Your goal: Render the records below as a numbered list, leaving out blank lines, covering everything from the line that contains "Identify a point on every instance of the iced" down to the line that contains "x=1139 y=767", with both of those lines included.

Exercise input:
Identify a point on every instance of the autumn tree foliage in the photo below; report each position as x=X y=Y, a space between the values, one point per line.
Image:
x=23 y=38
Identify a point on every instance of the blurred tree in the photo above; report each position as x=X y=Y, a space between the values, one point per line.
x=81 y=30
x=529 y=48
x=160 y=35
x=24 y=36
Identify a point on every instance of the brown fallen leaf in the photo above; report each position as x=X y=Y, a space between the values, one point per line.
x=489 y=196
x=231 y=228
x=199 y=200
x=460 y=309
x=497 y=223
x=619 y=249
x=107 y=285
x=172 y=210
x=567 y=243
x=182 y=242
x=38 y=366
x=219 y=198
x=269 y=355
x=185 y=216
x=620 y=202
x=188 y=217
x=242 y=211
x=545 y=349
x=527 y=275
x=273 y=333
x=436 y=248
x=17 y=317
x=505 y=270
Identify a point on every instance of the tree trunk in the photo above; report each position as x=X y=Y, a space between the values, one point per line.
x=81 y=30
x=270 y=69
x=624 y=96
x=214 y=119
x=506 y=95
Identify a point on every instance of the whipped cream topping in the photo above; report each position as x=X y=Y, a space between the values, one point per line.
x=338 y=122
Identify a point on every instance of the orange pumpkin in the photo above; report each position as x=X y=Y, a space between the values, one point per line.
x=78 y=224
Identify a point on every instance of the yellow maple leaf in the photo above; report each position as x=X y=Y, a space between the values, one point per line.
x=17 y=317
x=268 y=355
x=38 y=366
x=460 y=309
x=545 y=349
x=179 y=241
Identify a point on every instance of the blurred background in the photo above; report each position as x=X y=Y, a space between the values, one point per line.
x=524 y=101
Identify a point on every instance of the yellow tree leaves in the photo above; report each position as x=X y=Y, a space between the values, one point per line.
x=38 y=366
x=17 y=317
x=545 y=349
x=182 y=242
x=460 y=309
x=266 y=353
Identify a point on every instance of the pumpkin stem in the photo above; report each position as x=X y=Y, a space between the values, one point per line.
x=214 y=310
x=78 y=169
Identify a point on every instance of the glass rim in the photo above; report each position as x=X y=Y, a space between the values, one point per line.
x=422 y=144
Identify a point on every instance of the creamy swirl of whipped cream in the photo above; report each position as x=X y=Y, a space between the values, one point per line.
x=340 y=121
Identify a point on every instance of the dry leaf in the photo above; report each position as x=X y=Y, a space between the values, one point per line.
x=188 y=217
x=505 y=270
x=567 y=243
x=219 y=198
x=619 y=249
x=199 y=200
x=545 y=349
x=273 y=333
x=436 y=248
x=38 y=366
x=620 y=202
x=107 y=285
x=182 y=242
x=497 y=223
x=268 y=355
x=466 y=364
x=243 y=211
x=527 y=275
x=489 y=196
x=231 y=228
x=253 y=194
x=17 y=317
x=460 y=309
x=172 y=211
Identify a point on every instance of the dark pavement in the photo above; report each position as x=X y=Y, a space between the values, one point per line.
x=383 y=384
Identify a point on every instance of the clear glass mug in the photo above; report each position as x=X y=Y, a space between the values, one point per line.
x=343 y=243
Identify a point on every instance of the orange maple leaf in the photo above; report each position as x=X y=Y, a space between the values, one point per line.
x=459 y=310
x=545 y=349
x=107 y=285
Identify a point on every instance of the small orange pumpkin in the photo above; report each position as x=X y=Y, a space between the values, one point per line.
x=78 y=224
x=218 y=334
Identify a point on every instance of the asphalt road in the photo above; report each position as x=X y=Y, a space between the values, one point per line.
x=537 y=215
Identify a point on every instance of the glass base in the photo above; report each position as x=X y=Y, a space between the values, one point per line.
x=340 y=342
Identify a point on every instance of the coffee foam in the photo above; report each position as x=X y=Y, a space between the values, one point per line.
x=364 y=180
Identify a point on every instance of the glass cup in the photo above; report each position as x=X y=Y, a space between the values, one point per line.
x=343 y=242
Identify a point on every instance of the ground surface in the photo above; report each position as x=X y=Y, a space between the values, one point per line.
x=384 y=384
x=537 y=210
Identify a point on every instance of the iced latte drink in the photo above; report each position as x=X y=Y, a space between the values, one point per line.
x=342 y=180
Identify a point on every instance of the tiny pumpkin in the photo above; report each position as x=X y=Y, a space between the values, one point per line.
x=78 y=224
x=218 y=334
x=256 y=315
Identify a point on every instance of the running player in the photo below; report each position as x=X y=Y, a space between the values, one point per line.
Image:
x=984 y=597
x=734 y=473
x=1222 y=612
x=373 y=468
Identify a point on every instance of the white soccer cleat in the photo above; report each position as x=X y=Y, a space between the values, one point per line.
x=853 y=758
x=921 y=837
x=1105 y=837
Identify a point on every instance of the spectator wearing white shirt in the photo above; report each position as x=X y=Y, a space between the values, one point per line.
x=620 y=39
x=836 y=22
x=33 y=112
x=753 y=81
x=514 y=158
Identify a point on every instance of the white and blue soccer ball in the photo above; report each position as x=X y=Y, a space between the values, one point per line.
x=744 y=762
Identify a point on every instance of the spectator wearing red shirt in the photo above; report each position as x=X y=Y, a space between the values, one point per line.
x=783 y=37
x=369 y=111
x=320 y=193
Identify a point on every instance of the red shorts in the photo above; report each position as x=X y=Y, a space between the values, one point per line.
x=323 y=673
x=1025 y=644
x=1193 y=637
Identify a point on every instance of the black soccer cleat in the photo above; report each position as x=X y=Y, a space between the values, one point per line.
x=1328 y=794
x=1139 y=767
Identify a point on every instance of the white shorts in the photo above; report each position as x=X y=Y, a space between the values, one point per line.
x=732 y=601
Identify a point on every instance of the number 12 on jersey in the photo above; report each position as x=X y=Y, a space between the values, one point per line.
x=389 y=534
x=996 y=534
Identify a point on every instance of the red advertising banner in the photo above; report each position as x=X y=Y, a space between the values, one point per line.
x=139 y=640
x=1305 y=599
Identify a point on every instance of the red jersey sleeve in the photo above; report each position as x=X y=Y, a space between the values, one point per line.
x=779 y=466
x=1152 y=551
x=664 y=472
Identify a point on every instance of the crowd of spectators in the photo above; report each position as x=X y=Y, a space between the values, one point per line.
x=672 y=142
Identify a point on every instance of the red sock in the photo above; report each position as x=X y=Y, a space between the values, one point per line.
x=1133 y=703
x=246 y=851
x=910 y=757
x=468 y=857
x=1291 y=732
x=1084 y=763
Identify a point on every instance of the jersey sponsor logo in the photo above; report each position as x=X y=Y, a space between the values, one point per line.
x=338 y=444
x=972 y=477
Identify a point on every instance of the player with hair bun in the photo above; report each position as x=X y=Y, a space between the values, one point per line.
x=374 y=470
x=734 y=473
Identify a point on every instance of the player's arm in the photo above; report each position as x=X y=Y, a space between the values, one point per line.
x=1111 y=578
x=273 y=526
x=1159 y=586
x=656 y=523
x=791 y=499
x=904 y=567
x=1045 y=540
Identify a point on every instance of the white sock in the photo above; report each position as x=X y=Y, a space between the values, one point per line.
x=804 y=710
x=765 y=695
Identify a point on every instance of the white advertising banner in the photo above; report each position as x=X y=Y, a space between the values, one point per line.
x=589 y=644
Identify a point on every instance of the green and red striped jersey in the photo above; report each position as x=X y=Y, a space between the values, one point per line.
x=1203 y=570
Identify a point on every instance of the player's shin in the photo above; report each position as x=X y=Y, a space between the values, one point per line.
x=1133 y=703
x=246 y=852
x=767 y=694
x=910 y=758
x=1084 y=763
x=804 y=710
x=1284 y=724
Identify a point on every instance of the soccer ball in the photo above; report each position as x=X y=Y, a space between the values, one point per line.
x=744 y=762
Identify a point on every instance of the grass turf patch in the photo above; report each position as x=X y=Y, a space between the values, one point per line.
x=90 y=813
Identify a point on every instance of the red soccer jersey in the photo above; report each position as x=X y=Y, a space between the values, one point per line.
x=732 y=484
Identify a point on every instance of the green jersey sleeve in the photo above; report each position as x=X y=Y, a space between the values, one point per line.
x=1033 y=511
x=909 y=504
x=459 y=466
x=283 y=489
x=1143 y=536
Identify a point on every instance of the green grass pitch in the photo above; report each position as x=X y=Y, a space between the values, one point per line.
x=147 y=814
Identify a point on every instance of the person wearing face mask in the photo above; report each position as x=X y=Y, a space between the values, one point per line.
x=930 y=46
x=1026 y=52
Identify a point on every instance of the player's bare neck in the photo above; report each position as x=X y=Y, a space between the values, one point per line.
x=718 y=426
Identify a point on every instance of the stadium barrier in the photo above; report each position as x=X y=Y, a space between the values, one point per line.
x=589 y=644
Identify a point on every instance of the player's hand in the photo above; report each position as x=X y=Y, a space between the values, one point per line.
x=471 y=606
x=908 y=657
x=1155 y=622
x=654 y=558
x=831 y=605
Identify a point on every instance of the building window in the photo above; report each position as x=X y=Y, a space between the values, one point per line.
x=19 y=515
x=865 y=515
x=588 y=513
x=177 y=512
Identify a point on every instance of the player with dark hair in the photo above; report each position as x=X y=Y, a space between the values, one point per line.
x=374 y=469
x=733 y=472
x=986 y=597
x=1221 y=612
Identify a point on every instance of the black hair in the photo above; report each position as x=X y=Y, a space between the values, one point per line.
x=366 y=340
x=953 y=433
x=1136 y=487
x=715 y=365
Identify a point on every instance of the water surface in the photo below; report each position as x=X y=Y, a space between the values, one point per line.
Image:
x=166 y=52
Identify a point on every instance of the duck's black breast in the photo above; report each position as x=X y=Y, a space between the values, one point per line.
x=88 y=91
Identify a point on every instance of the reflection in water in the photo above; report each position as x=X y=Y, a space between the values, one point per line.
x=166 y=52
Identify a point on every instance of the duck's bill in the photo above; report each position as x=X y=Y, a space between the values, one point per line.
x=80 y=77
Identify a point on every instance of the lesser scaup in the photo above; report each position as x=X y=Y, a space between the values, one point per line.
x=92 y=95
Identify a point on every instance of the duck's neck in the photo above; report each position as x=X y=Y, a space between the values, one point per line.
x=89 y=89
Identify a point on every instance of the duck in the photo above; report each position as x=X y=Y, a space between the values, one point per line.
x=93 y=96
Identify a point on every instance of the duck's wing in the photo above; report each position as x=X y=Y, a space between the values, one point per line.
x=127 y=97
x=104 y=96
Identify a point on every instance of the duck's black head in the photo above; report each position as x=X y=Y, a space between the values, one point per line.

Solution below:
1. Identify a point on every instance of the iced latte drink in the photo above; report each position as x=X y=Y, a space between the values, one point per line.
2. x=342 y=180
3. Identify a point on every instance of the tiny pumpkin in the photo above; report each position as x=X y=Y, a space between the values, one point per line.
4. x=78 y=224
5. x=218 y=334
6. x=256 y=315
7. Identify a point on every instance of the running player in the photo below; report each position as x=X y=Y, a space between the values, one point per line.
8. Image:
9. x=984 y=597
10. x=734 y=473
11. x=1222 y=612
12. x=373 y=468
13. Identify a point on every instance of the white soccer cleat in the photo above; report each position as x=X y=Y, a space between the values, one point per line.
14. x=853 y=758
15. x=921 y=837
16. x=1105 y=837
17. Identify a point on every instance of the spectator wearing white shirt in the photo above; report each position as x=X y=Y, a space between the values, one point per line.
18. x=620 y=39
19. x=836 y=22
20. x=33 y=112
21. x=753 y=81
22. x=514 y=158
23. Identify a point on every instance of the white and blue soccer ball in the photo above; report each position as x=X y=Y, a space between the values, one point per line.
24. x=744 y=762
25. Identify a point on every instance of the spectator wearing red shirt in the photo above; report each position as x=X y=Y, a space between the values, one point per line.
26. x=783 y=37
27. x=369 y=111
28. x=320 y=193
29. Identify a point on every instance of the red shorts in the photo above; report each position as x=X y=Y, a space between the values, one point per line.
30. x=323 y=673
31. x=1025 y=644
32. x=1193 y=637
33. Identify a point on every instance of the black soccer cleat in the photo above; report each position as x=X y=Y, a space between the values, one point per line.
34. x=1328 y=794
35. x=1139 y=767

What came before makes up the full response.